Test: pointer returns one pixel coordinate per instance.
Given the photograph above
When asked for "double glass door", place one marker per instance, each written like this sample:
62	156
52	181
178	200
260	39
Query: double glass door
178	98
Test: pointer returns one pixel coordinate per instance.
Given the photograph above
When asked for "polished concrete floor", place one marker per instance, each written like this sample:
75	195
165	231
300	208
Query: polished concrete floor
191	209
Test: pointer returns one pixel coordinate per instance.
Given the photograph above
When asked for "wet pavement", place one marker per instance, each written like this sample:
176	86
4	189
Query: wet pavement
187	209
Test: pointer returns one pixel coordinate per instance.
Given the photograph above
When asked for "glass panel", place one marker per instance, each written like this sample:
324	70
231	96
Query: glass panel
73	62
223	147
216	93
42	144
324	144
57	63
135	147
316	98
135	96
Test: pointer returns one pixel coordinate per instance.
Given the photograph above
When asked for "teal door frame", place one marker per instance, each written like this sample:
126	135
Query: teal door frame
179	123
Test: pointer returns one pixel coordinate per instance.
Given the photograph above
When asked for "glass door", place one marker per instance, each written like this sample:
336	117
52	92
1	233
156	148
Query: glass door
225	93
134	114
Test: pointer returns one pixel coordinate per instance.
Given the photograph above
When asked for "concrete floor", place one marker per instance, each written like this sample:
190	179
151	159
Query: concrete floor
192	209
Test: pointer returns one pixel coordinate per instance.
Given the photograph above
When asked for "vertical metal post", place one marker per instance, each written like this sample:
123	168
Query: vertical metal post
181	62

* EXERCISE AIM:
How many lines in the material above contain the string "pavement"? Case counts. Reply with the number alone.

* SOLVED PROBLEM:
2